Outra evidência é o conhecimento botânico das populações originárias sul-americanas: mais de 6,2 mil espécies de plantas têm uso descrito por esses povos para a culinária, a medicina, a confecção de materiais e abrigos, bem como práticas religiosas. O cultivo das espécies utilizadas é essencial para a biodiversidade local. No entanto, a pesquisa alerta que o desaparecimento de línguas nativas e o avanço do desmatamento põem em risco esses saberes.
Como a relação entre cultura e natureza é inseparável e permeada por conhecimentos aprimorados, passados de geração a geração, é nesse contexto em que surgem os “pontos de esperança” descritos pelo estudo.
Na prática, seriam áreas que podem impactar significativamente a resiliência socioecológica; onde o conhecimento e o engajamento de comunidades locais se aliam à ciência, engenharia e tecnologia para promover a conservação ambiental. Ou seja, contribuem para a conservação de espécies ameaçadas e aumentam a capacidade de adaptação e transformação de um sistema frente a ameaças, garantindo estabilidade para esse vínculo entre natureza, povos e cultura.
Um dos exemplos citados é uma área no Território Indígena do Xingu, no Mato Grosso, região no arco do desmatamento da Amazônia e, portanto, uma das mais ameaçadas. Devido à supressão da vegetação nativa para fins agropecuários, menos de 20% da região se encontra preservada. Os territórios indígenas no Xingu formam verdadeiras ilhas verdes em meio à destruição e abrigam mais de 7 mil brasileiros de 16 grupos étnicos, como os Kuikuro, os Aweti e os Mehinako.
Uma aliança entre pesquisadores indígenas, não indígenas e estrangeiros deu vida, em 2017, ao Portal ArcGIS da Associação Indígena Kuikuro do Alto Xingu. Mantido e administrado também pelos moradores locais, o site documenta a rica tradição Kuikuro e funciona como um sistema de monitoramento por GPS. Qualquer ameaça pode ser informada com precisão, como a ocorrência de queimadas. “Na pandemia, essa tecnologia foi importante para a notificação de pessoas contaminadas”, relembra Levis.
Outro exemplo listado pelo artigo é a preservação do gigante pirarucu (Arapaima gigas), o maior peixe de água doce do mundo. Importante para as culturas amazonenses, a espécie vem sofrendo sobrepesca nas últimas décadas. Na bacia amazônica, pescadores, cientistas e ONGs implementaram um modelo colaborativo de manejo que aumentou a população do peixe. Em lagos protegidos e supervisionados no rio Juruá, por exemplo, o número de indivíduos chega a ser 425% maior quando comparado a áreas sem a atuação da população, relata um artigo de 2019 publicado na revista Freshwater Biology.

▶ [O QUE SE PEDE] Por favor, continue o texto sobre saberes indígenas e conservação na Amazônia a partir da última frase apresentada. Os dados que vêm a seguir foram tirados de outra fonte.

▶ [DADOS EXTRAÍDOS]
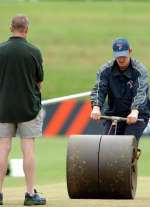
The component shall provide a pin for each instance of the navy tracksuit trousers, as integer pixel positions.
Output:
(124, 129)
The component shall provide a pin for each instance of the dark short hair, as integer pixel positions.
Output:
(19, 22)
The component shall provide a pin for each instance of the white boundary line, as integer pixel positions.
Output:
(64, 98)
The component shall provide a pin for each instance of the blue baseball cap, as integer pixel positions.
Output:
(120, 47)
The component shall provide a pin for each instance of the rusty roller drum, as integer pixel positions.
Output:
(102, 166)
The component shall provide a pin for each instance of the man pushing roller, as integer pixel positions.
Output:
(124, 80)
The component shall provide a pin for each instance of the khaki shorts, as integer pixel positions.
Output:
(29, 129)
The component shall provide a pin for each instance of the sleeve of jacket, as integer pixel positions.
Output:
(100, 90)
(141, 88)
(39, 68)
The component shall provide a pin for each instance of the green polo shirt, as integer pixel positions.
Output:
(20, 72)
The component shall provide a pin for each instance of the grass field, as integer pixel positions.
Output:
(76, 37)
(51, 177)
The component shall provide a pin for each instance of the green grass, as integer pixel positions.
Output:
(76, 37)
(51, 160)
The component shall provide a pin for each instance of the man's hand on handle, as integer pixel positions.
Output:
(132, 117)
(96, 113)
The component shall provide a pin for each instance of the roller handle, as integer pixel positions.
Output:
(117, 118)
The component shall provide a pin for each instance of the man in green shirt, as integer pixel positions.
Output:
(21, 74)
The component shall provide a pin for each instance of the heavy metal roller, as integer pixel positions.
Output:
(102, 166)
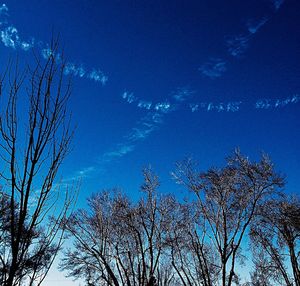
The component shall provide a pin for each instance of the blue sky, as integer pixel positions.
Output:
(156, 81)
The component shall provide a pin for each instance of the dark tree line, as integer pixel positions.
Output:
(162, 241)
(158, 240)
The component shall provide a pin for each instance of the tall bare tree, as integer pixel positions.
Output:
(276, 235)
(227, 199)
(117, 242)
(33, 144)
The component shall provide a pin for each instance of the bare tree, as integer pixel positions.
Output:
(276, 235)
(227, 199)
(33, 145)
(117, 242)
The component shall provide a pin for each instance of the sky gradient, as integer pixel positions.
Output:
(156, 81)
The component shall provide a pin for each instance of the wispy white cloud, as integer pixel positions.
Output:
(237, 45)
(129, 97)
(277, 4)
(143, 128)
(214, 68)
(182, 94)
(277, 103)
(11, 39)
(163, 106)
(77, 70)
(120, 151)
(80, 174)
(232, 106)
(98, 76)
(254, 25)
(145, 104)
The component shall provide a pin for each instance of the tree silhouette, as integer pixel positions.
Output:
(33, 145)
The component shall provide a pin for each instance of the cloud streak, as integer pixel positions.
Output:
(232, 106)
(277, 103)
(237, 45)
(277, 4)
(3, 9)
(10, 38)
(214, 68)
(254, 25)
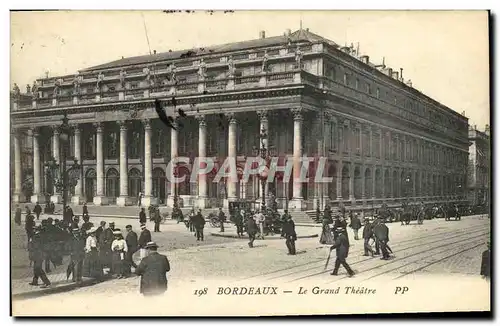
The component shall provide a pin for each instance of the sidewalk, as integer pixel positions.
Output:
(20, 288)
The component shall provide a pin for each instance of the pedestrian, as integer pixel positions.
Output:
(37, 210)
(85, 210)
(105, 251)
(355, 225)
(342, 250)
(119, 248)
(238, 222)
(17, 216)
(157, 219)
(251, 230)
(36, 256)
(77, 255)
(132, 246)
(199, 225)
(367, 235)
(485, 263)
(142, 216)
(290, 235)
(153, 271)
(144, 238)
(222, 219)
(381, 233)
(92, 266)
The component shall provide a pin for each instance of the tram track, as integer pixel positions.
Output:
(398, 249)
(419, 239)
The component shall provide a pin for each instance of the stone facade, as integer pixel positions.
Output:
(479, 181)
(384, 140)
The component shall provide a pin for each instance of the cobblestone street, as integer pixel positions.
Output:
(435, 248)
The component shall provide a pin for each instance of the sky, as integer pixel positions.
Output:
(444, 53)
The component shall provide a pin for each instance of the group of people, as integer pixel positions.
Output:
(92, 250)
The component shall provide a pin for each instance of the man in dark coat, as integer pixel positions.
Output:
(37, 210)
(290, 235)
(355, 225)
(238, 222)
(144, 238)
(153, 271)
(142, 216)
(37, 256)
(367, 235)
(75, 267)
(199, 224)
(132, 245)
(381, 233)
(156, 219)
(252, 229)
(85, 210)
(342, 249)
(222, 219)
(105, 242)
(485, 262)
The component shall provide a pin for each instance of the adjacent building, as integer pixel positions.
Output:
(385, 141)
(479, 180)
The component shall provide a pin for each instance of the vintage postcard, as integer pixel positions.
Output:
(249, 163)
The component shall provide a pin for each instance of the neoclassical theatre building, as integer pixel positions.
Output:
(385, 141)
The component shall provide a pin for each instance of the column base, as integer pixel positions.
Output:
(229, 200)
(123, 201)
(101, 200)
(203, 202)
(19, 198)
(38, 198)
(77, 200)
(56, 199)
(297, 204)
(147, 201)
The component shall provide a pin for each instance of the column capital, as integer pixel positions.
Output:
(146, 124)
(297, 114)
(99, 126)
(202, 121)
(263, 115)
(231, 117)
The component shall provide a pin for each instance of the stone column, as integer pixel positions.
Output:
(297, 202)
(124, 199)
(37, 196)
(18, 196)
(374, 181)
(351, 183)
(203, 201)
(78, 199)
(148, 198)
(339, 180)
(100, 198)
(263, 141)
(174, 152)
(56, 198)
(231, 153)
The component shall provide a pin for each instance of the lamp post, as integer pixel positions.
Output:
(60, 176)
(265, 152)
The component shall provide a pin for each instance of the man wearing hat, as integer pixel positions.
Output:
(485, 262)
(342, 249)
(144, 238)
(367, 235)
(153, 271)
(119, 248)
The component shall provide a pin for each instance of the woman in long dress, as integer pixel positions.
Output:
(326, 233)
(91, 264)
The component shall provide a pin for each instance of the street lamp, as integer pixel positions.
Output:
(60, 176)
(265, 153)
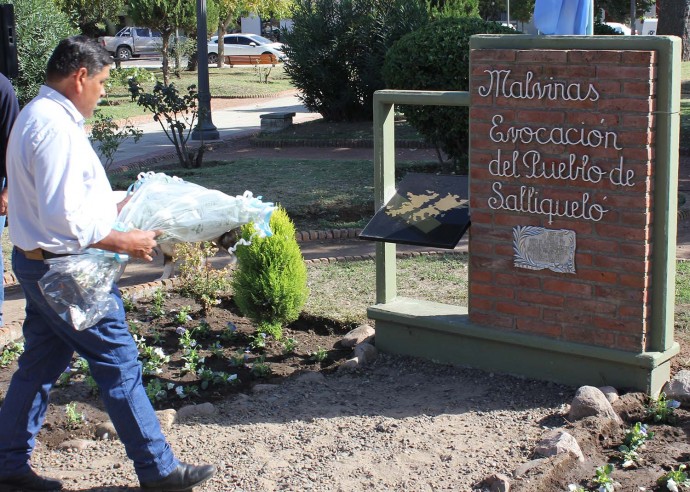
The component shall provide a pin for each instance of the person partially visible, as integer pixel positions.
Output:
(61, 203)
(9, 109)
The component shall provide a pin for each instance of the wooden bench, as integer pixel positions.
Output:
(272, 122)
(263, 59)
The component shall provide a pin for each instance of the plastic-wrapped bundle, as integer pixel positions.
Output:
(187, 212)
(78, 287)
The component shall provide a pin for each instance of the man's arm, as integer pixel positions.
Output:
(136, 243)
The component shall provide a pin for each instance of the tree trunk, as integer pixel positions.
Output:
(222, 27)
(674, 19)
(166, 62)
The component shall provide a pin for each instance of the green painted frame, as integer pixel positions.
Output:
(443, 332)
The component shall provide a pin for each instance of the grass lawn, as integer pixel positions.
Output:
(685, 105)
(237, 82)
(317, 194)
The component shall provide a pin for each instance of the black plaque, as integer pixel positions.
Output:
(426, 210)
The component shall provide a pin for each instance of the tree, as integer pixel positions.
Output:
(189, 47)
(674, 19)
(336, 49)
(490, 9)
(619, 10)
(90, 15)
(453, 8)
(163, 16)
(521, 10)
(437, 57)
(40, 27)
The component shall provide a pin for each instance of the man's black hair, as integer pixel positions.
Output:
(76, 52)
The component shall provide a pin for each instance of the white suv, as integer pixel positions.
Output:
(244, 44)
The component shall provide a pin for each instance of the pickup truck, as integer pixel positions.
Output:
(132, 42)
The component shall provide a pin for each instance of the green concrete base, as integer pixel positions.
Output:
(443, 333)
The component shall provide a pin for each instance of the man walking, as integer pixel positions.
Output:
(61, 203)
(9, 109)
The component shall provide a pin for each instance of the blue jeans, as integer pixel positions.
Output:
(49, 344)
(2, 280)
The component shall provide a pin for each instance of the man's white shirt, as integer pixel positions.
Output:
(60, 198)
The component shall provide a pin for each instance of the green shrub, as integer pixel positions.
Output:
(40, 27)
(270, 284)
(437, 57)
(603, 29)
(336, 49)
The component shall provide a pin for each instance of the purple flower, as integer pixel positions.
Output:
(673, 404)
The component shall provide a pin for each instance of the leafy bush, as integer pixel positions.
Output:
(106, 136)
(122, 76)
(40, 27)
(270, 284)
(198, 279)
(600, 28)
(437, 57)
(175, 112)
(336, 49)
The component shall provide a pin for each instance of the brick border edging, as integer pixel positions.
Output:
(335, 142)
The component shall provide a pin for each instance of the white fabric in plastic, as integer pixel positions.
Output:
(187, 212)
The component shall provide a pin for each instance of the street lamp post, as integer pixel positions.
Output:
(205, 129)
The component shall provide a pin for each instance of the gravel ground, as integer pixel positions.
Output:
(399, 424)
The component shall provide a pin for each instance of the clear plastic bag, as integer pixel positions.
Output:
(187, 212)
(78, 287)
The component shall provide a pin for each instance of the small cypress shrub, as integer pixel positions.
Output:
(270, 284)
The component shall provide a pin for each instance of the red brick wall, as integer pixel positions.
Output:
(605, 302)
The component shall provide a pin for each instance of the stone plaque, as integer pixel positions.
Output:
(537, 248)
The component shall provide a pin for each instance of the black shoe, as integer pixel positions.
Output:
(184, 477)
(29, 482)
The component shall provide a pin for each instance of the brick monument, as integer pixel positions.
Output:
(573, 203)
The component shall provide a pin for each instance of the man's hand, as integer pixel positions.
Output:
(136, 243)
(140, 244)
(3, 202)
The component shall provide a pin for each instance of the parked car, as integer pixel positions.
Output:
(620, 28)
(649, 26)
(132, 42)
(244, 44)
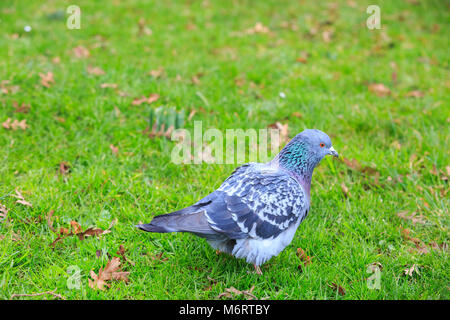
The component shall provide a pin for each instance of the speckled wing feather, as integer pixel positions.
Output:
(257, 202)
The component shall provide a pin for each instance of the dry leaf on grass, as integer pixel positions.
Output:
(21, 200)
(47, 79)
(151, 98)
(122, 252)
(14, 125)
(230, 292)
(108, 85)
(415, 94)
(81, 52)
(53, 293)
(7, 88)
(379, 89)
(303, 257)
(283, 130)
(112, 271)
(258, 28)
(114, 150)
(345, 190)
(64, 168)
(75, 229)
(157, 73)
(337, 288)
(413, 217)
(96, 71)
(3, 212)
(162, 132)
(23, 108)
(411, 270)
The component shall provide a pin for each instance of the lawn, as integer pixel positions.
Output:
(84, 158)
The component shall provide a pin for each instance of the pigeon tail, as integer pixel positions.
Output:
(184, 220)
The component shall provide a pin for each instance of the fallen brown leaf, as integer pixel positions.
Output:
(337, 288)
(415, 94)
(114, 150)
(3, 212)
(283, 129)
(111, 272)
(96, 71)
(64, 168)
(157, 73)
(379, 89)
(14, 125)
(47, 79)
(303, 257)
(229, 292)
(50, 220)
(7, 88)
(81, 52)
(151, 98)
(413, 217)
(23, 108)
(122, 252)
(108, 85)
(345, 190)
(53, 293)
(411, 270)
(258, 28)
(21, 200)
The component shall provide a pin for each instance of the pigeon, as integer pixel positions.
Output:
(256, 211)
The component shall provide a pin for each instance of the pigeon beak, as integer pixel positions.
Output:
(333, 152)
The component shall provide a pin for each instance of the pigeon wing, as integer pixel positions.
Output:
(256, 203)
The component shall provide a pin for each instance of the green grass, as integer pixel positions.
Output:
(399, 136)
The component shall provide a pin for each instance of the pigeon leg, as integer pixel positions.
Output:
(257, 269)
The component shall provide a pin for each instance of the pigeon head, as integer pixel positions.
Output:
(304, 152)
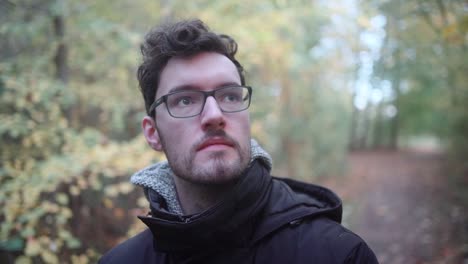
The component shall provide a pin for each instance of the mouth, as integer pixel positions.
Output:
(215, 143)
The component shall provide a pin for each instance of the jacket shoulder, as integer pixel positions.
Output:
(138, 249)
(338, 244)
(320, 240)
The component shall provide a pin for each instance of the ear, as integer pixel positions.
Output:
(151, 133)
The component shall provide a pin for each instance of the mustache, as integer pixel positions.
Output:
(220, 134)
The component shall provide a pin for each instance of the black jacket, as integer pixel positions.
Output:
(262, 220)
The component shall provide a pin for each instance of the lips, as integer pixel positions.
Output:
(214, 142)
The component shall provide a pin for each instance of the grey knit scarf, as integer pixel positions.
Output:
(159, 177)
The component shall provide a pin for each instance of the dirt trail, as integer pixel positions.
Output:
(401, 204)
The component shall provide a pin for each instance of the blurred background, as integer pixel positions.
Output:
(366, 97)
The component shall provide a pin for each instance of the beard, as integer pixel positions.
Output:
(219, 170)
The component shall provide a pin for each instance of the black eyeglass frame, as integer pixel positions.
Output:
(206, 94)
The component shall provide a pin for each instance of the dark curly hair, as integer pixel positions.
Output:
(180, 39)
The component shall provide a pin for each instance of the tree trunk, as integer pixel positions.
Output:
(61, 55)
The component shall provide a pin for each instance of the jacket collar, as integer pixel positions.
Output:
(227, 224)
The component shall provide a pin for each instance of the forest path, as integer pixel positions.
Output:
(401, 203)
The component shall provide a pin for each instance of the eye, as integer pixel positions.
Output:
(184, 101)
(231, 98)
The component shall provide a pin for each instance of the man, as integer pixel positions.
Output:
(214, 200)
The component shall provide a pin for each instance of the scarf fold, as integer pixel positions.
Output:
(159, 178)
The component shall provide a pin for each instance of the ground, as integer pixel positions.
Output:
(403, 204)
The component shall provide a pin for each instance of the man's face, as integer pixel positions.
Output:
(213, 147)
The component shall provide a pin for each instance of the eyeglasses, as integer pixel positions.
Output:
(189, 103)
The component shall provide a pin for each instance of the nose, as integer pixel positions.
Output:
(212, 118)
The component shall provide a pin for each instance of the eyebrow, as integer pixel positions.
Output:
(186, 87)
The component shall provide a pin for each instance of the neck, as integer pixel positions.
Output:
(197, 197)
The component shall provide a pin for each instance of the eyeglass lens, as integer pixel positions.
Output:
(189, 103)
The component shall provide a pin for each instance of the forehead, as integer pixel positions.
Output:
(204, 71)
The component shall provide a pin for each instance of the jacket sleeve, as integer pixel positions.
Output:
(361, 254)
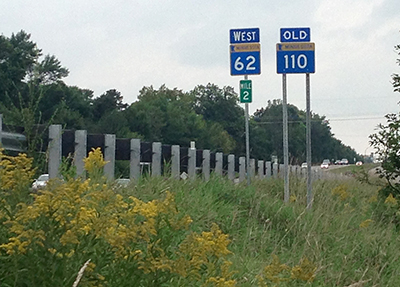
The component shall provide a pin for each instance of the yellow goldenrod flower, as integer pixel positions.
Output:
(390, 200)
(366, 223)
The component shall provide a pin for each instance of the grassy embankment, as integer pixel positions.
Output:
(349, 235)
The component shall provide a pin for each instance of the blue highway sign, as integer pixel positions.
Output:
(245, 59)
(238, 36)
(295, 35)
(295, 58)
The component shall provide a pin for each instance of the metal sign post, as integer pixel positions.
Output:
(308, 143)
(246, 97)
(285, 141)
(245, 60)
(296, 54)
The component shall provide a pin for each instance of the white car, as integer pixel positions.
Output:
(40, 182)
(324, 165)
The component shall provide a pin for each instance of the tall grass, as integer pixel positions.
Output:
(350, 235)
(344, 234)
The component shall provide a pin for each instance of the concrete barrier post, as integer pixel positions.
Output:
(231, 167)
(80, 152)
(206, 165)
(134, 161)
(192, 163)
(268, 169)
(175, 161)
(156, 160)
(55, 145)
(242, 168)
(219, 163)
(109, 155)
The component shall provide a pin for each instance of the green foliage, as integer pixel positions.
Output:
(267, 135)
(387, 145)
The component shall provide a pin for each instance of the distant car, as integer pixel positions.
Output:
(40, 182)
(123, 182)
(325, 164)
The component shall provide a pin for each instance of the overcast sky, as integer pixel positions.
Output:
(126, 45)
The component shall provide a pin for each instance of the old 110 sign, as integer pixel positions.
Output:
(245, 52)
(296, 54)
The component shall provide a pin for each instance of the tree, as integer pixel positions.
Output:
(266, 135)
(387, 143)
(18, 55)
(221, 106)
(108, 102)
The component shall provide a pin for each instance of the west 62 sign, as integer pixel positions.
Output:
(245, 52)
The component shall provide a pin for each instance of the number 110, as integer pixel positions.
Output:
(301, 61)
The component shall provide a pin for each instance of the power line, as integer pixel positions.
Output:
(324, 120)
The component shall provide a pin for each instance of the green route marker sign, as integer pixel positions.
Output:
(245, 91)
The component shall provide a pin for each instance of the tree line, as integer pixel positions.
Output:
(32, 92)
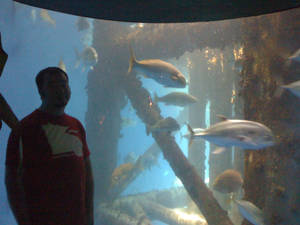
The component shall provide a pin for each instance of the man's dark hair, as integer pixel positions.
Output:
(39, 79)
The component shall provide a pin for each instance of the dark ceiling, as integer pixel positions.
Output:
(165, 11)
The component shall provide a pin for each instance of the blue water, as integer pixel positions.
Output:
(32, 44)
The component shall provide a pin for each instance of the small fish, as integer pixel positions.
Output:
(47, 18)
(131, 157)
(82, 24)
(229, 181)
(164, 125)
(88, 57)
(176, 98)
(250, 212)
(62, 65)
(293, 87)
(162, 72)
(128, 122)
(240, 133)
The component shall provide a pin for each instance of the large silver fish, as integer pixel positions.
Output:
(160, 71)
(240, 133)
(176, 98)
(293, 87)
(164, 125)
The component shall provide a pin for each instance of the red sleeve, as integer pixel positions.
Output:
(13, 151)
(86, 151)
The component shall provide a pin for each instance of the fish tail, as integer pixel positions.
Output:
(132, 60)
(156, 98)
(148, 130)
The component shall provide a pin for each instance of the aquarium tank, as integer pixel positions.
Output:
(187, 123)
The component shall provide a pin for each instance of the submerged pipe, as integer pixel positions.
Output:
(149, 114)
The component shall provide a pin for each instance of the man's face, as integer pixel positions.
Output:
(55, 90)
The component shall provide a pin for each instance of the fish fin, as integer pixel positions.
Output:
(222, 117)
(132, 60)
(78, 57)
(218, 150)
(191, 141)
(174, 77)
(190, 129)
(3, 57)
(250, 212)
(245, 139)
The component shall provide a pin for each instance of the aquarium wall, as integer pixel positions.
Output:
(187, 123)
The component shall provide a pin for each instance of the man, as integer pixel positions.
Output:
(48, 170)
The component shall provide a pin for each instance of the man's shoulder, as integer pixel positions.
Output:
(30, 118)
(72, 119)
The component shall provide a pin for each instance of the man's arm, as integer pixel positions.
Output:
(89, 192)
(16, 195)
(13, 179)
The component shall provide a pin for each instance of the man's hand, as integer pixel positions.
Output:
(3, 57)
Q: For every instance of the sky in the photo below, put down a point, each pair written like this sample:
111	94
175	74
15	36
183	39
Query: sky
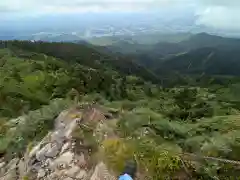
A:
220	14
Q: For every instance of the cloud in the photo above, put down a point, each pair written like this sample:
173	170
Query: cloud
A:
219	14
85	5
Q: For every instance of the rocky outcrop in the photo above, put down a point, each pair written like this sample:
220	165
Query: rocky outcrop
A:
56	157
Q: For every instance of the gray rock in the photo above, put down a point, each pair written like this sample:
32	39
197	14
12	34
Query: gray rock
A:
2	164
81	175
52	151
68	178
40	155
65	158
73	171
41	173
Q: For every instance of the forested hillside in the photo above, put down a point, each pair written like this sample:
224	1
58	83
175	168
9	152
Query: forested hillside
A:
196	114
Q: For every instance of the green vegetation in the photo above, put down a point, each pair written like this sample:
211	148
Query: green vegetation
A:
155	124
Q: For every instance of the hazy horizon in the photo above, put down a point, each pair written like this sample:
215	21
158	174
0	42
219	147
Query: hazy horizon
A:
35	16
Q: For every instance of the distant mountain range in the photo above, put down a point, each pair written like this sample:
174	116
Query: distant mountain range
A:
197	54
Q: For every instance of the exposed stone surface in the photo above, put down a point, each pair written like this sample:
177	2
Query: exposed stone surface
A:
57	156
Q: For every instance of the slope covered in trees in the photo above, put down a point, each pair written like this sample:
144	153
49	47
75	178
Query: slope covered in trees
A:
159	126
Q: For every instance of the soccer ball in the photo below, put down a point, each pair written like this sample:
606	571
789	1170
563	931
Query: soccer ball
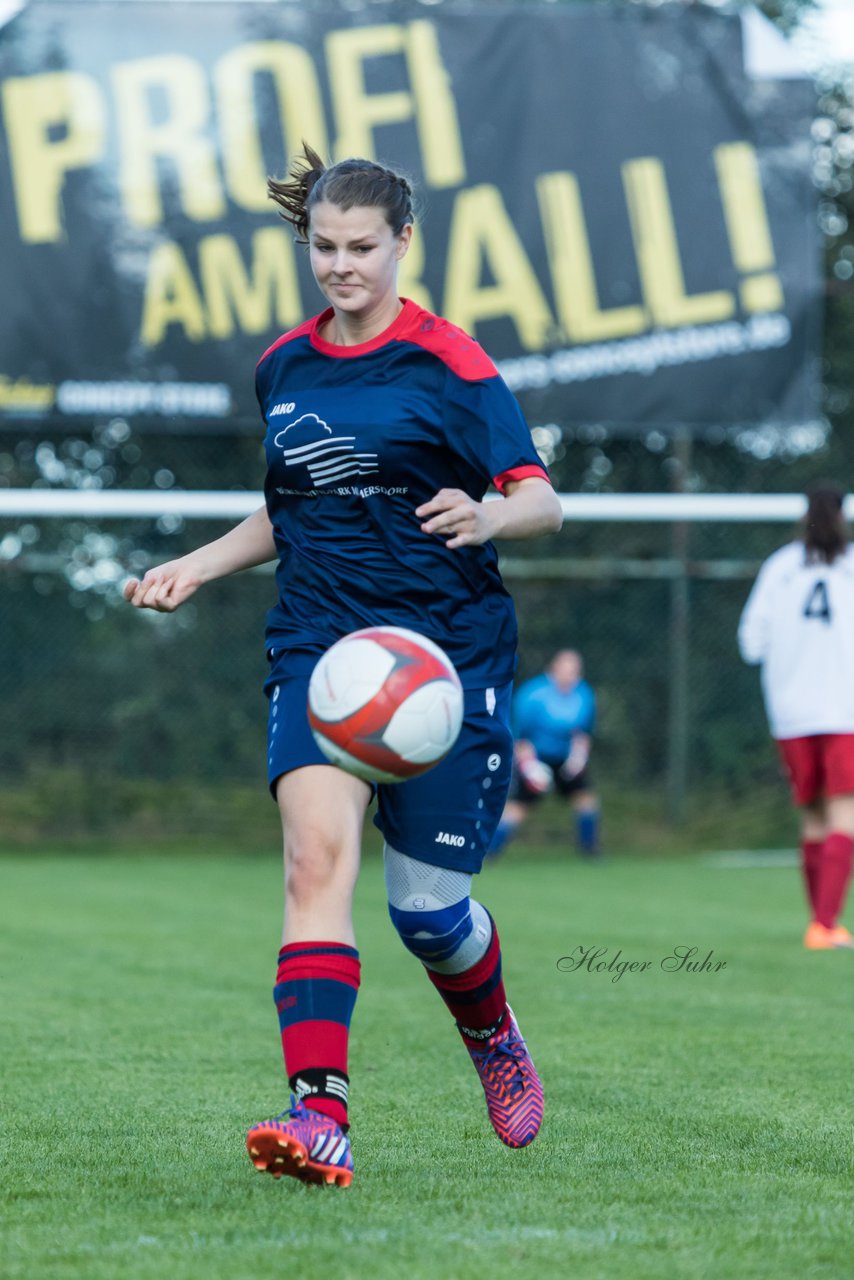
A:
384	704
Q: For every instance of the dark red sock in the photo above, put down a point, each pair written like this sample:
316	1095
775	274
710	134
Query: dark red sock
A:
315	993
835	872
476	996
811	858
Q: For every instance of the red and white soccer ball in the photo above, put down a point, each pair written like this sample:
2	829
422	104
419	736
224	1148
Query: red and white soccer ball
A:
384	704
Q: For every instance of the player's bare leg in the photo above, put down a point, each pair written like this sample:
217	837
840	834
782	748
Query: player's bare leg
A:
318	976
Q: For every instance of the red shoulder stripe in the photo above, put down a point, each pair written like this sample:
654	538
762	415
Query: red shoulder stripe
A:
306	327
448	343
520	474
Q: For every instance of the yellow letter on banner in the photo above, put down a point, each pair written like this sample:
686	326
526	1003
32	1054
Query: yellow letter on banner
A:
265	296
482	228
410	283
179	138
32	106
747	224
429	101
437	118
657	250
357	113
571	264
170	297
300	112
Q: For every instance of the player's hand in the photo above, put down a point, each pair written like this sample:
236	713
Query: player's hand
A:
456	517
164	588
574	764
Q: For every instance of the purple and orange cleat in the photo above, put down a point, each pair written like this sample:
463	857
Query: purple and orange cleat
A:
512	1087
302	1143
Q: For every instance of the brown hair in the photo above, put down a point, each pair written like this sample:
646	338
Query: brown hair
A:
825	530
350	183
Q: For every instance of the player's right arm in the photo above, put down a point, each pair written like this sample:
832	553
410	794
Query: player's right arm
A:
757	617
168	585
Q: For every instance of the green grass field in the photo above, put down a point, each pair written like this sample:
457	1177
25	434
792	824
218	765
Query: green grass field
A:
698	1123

▶ [CAMPO DE RESPOSTA]
“Essa estratégia envolve a contagem visual da espécie pelos pescadores em determinados lagos, que atuam como uma reserva e ajudam a determinar uma cota para a pesca. Todos esses dados são inseridos num protocolo desenvolvido pelos moradores junto a pesquisadores”, explica Levis. Além de garantir a proteção ao pirarucu, a iniciativa deu retorno financeiro às famílias e facilitou a inclusão de mulheres nos processos de decisão.
Para garantir a perpetuidade desses e de outros potenciais pontos de esperança mencionados no artigo, bem como a construção de novos projetos, oito princípios entram em jogo. A combinação entre dois ou mais deles ajuda a sedimentar o sucesso. Por exemplo, o reconhecimento e respeito às regras e práticas do conhecimento tradicional, o estímulo à participação de moradores para ações de monitoramento e vigilância em seus territórios, o cuidado de espécies em situação de vulnerabilidade ecológica, a garantia aos direitos territoriais, os apoios financeiro e governamental, bem como parcerias entre indígenas e não indígenas.
“É fundamental que existam parcerias entre comunidades indígenas e locais, universidades, empresas e entidades governamentais, num modelo de governança policêntrico, ou seja, com vários tomadores de decisão. Além disso, precisamos de ainda mais estudos para detalhar a ameaça das mudanças climáticas a esses sistemas”, alerta a bióloga.
O escritor indígena Ailton Krenak, o mais recente imortal da Academia Brasileira de Letras, afirmou que cada “povo indígena tem um jeito de pensar, um jeito de viver, tem condições fundamentais para a sua existência”. A frase, dita num discurso da Assembleia Nacional Constituinte de 1987, em Brasília, materializa parte do que o novo estudo mostra: temos muito a aprender com os povos originários.